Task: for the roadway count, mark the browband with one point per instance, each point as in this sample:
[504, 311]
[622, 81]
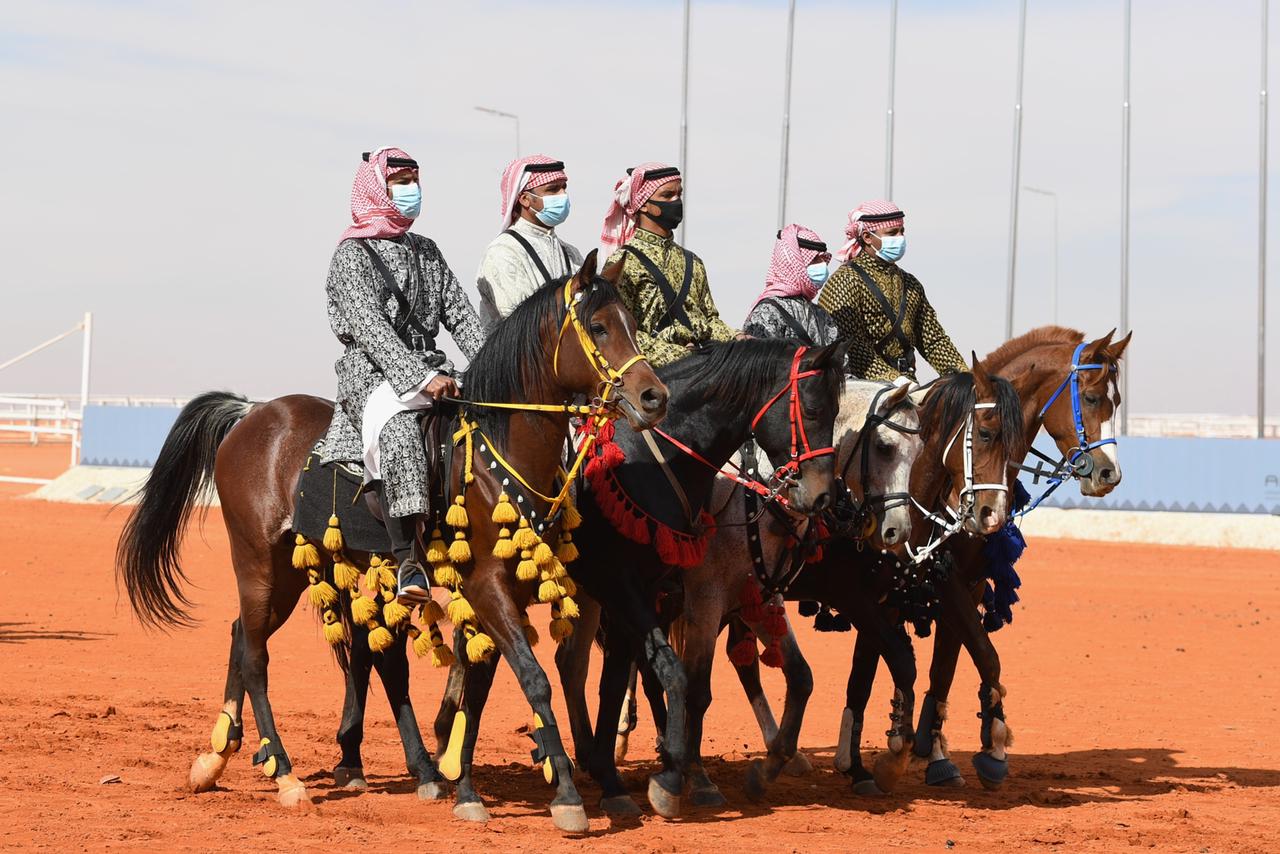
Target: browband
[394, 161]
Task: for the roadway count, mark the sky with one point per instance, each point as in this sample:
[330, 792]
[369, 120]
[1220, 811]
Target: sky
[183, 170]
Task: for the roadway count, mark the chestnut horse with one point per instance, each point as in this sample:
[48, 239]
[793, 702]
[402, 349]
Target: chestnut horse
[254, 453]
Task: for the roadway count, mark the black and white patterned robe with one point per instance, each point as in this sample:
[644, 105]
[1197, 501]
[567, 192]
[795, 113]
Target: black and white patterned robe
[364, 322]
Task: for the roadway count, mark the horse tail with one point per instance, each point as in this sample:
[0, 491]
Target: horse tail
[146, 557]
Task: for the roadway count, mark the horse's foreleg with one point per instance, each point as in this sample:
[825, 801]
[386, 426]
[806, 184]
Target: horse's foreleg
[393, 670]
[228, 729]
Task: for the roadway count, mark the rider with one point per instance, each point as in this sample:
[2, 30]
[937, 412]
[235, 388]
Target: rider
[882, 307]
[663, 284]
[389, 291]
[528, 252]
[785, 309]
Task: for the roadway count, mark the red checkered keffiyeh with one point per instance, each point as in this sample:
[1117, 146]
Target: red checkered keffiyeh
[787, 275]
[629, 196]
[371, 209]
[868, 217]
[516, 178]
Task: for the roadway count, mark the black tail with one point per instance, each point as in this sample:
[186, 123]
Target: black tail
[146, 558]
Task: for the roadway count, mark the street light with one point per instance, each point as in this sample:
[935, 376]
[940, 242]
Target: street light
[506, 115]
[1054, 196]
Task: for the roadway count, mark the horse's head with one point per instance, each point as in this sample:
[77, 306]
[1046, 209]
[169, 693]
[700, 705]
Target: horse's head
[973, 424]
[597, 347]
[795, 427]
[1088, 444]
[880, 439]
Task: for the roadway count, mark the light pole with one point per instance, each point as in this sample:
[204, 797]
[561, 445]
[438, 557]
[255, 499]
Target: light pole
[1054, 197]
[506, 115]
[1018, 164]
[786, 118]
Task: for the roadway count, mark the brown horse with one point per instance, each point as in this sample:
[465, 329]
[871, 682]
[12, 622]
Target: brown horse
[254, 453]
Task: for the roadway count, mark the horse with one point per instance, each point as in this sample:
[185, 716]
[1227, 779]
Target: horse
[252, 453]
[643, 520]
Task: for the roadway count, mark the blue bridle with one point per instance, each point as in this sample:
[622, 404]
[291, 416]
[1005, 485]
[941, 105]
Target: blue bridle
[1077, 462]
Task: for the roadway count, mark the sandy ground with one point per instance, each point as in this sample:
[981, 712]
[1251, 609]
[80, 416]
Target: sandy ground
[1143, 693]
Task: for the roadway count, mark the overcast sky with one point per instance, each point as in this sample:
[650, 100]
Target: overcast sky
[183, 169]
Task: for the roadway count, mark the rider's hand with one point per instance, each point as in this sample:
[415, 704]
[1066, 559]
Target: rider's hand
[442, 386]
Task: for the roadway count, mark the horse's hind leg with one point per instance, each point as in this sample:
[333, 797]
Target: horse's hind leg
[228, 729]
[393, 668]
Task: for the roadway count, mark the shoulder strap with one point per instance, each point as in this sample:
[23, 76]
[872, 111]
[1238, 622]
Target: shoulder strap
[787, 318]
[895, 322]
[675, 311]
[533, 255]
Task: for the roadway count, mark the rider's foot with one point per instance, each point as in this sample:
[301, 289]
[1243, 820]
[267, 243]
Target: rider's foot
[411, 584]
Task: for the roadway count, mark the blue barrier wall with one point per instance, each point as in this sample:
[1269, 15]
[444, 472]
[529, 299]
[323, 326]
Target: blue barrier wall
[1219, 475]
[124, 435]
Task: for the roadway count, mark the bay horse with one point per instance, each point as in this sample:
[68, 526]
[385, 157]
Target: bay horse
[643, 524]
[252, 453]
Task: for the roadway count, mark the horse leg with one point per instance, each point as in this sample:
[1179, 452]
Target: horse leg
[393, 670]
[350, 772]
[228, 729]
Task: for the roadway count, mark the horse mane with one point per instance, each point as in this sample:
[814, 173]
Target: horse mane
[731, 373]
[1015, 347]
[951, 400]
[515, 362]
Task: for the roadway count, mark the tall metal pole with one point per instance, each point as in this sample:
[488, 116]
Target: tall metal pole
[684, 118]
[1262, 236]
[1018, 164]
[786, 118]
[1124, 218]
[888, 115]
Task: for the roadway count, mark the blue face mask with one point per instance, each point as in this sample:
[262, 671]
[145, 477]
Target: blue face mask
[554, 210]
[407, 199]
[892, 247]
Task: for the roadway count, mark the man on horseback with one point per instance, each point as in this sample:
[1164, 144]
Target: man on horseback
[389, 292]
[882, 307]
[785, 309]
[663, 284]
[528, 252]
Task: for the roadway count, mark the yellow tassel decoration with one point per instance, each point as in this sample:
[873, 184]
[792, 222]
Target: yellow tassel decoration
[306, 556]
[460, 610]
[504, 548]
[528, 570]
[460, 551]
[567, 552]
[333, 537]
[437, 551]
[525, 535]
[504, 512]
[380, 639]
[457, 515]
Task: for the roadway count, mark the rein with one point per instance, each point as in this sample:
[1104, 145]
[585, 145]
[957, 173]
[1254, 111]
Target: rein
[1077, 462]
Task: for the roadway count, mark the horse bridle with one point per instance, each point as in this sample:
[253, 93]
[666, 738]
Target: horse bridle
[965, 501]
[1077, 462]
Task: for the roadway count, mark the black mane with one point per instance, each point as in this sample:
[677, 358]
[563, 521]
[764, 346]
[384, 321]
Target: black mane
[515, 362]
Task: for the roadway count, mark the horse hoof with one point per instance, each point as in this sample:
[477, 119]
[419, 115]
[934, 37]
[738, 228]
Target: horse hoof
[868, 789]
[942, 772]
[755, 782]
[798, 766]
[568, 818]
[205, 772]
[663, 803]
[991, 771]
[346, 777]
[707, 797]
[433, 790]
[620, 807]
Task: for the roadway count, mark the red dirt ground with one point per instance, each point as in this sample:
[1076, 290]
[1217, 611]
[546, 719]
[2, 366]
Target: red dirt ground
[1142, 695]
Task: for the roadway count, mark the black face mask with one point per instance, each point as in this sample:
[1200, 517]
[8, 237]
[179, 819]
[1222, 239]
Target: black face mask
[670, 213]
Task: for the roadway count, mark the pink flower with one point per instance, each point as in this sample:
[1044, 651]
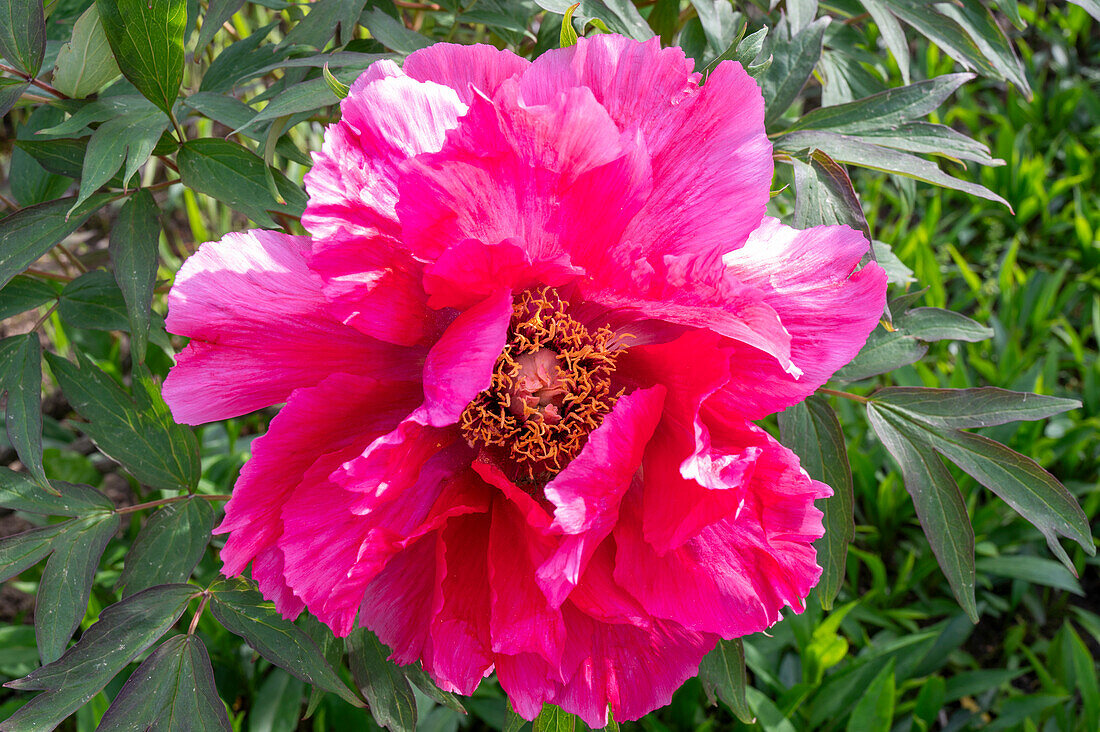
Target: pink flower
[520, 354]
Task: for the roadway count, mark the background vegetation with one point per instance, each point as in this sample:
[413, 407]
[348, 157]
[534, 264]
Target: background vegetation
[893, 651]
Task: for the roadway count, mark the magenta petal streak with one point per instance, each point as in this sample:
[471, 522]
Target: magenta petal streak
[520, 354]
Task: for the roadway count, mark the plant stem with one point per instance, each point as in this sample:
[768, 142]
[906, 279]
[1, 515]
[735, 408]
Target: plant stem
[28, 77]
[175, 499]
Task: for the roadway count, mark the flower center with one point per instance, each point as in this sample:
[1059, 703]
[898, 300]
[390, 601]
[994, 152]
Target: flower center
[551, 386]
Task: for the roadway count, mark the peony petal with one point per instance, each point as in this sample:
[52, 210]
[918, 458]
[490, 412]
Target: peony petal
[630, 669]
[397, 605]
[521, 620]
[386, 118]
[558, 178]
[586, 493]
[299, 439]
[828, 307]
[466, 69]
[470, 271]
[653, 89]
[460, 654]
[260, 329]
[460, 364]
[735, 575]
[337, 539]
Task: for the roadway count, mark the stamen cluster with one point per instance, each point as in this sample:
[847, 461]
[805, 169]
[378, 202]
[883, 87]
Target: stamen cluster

○ ○ ○

* THE PROBLEM
Copy out all of the entries above word for word, leaving out the pictures.

* EXPECTED ANSWER
Task: for the roadway count, mark the browband with one point per instance, each point as in this sample:
[504, 311]
[622, 81]
Target: browband
[394, 161]
Task: for the roadway count, mark the sky with one point per instance, each point as in this sample:
[330, 792]
[369, 120]
[1220, 811]
Target: sky
[183, 170]
Task: for the roadway count, mark the chestnut horse with one point per instance, each point as in this sample:
[48, 239]
[793, 702]
[402, 349]
Target: chestnut horse
[254, 453]
Task: for the roadway count, mark the black and white patterned robe with one point per instance, each point as in this sample:
[644, 105]
[1197, 501]
[567, 192]
[795, 113]
Target: black and white patterned robe
[364, 322]
Task: for the roadway count, mark the horse tail with one point per instance, each point as in this sample:
[0, 491]
Target: horse tail
[146, 557]
Task: for the roadway count, mark the horse's foreleg with one point per instance, each point as in this sample:
[825, 801]
[386, 426]
[806, 184]
Target: horse's foreleg
[393, 670]
[228, 729]
Task: for the roadway count, mark the rider with one point per instance, each point as in this sample:
[2, 30]
[937, 412]
[235, 388]
Target: rider
[882, 307]
[663, 284]
[389, 291]
[528, 252]
[785, 309]
Task: for the roadway count, mark the red checkered keffiyeh with one point per instance, each point as in this sample:
[1117, 146]
Target: red checkered keffiyeh
[787, 275]
[629, 196]
[371, 209]
[868, 217]
[516, 178]
Task: for the roadway count, mark the black tail with one point per instance, each point as in this sample:
[186, 123]
Target: black tail
[146, 558]
Task: for the roadway count, mark the street light with one point per instance, each point as in this sample:
[935, 376]
[940, 242]
Target: street light
[506, 115]
[1054, 196]
Task: for the roadway count, mark the horse's head with one point per instance, each point as in this sample:
[77, 306]
[1046, 209]
[169, 693]
[700, 705]
Target: horse's head
[973, 424]
[597, 347]
[795, 427]
[1088, 444]
[880, 439]
Task: for the roadway count, mark the light pole with one point per instance, each point as in this sample:
[204, 797]
[561, 445]
[438, 557]
[255, 499]
Target: light pole
[1054, 197]
[506, 115]
[1018, 164]
[786, 118]
Task: for the roadway count, mark the brown horse with one point per instance, each point as in this sample:
[465, 329]
[871, 682]
[12, 622]
Target: brown horse
[254, 453]
Task: for the roadway count, mark the horse with one point per instance, each point as in this sample:
[185, 716]
[1227, 779]
Target: horse
[252, 453]
[643, 520]
Task: for the roadway count, mark the blue bridle with one point per instance, each point as in this sample:
[622, 404]
[291, 416]
[1005, 485]
[941, 105]
Target: blue bridle
[1077, 462]
Task: for the roadway count, mark the sandy ground with one point per instance, each point as in this sample:
[981, 712]
[1251, 609]
[80, 416]
Target: sandy ground
[1143, 693]
Task: for the roadway count, mark the overcast sky with one point per instance, each point as in this sample:
[650, 100]
Target: overcast sky
[183, 169]
Task: for the roadway count, mark the rider's hand with one point per instance, each point as in this sample:
[415, 704]
[1066, 559]
Target: rider's hand
[442, 386]
Task: for the roadway count, mark the horse's hind leg with one point per instance, each point as in this sample:
[333, 797]
Target: horse's hind leg
[228, 729]
[393, 668]
Task: for the roadway count, mark the shoulder strap with one point per instance, each point as in this sample:
[23, 76]
[872, 111]
[1238, 622]
Target: shoulder strap
[787, 318]
[895, 322]
[675, 311]
[533, 255]
Task: for the roadway count, mark the rider's foot with one point per instance, each point as in this sample:
[301, 289]
[1243, 820]
[267, 243]
Target: rider's foot
[411, 584]
Task: for the roadway count, mark the blue barrier wall with one point per instance, each point as in this sample:
[1269, 15]
[444, 472]
[529, 299]
[323, 326]
Target: blue barrier wall
[1219, 475]
[124, 435]
Task: for the roadway count, mark the bay horse with one point per instance, each point as in this sample:
[68, 526]
[385, 157]
Target: bay horse
[643, 524]
[252, 453]
Task: for the roadway count, mark the horse leg with one point per instance, each point as in this sample:
[1179, 452]
Target: horse leg
[393, 670]
[350, 772]
[228, 729]
Task: for the roadway count, mark the horse mane with one point per instance, each point as in this sample:
[814, 173]
Target: horse mane
[731, 373]
[1015, 347]
[951, 400]
[515, 362]
Task: for the roadway count, mark the tall metal pole with one point per instance, each point as in this sample:
[488, 116]
Target: tall metal pole
[684, 118]
[1262, 236]
[1018, 164]
[786, 118]
[1124, 218]
[888, 115]
Task: for the roadway count, mark the blue face mask with one point per instance, each point as in this sample:
[262, 671]
[145, 477]
Target: blue face mask
[554, 210]
[407, 199]
[892, 247]
Task: for the roadway count, mark the man on horseback with one point per instance, each point as in this sample:
[1164, 144]
Target: man on horseback
[389, 292]
[882, 307]
[785, 309]
[663, 284]
[528, 252]
Task: for the roadway count, mark the yellow tassel decoration with one point per instance, each point as in this sample:
[873, 184]
[792, 222]
Target: yellow tassel decoration
[306, 556]
[460, 610]
[504, 548]
[528, 570]
[460, 551]
[567, 552]
[333, 537]
[437, 551]
[525, 535]
[504, 512]
[380, 639]
[457, 515]
Task: for the roadway count, mark the rein with one point per instance, each point as in this sample:
[1104, 145]
[585, 145]
[957, 173]
[1254, 111]
Target: rein
[1077, 462]
Task: for the roadway count, mark the horse bridle with one point per instance, each point as in this sample:
[253, 93]
[666, 738]
Target: horse bridle
[965, 501]
[1077, 462]
Task: for the roadway count, mark the black mane with one point per instance, each point as in this sample:
[677, 358]
[563, 521]
[764, 346]
[384, 321]
Target: black mane
[515, 362]
Task: for the roadway count, mark the horse hoof with one point per instance, each point as in this sample:
[477, 119]
[419, 115]
[934, 37]
[738, 228]
Target: horse hoof
[868, 789]
[942, 772]
[755, 782]
[798, 766]
[568, 818]
[205, 772]
[663, 803]
[991, 771]
[346, 777]
[707, 797]
[433, 790]
[620, 807]
Task: for the roadway count, mark the red dirt ground with one point per instance, each point as in this sample:
[1076, 290]
[1217, 611]
[546, 719]
[2, 366]
Target: red dirt ground
[1142, 695]
Task: for the roadway count, mark the black face mask with one point per instance, each point as in this sample:
[1200, 517]
[8, 237]
[179, 819]
[1222, 239]
Target: black face mask
[670, 213]
Task: for the roadway count, mark the pink flower with one point per instance, each point as in this sample:
[1044, 651]
Target: pink flower
[520, 354]
Task: for the roadway count, mark the background vegetation with one point per instance, each point as in this sample:
[413, 407]
[348, 157]
[534, 264]
Target: background vegetation
[893, 651]
Task: for the roadway count, mark the magenta petal streak with one point per instance, each point as in this sample:
[471, 522]
Target: magenta petal streak
[520, 354]
Task: for the roadway count, mark the plant stem with one point per instance, each point as in this sample:
[768, 142]
[906, 279]
[1, 515]
[735, 408]
Target: plant stem
[28, 77]
[175, 499]
Task: for the roadway count, mark the flower center with one point per instance, each point as in this sample:
[1059, 703]
[898, 300]
[390, 601]
[994, 152]
Target: flower center
[551, 386]
Task: for the roadway count, mark the peony petal with one point per instance, each point as in this sample:
[52, 210]
[918, 458]
[490, 412]
Target: peony petal
[630, 669]
[397, 605]
[521, 620]
[386, 118]
[558, 178]
[586, 493]
[299, 439]
[828, 307]
[466, 69]
[470, 271]
[653, 89]
[460, 654]
[260, 329]
[460, 364]
[735, 575]
[337, 539]
Task: for the roadway count, mark the stamen cluster with one point per instance, each point as in this sample:
[847, 461]
[805, 169]
[378, 202]
[883, 87]
Target: stamen cluster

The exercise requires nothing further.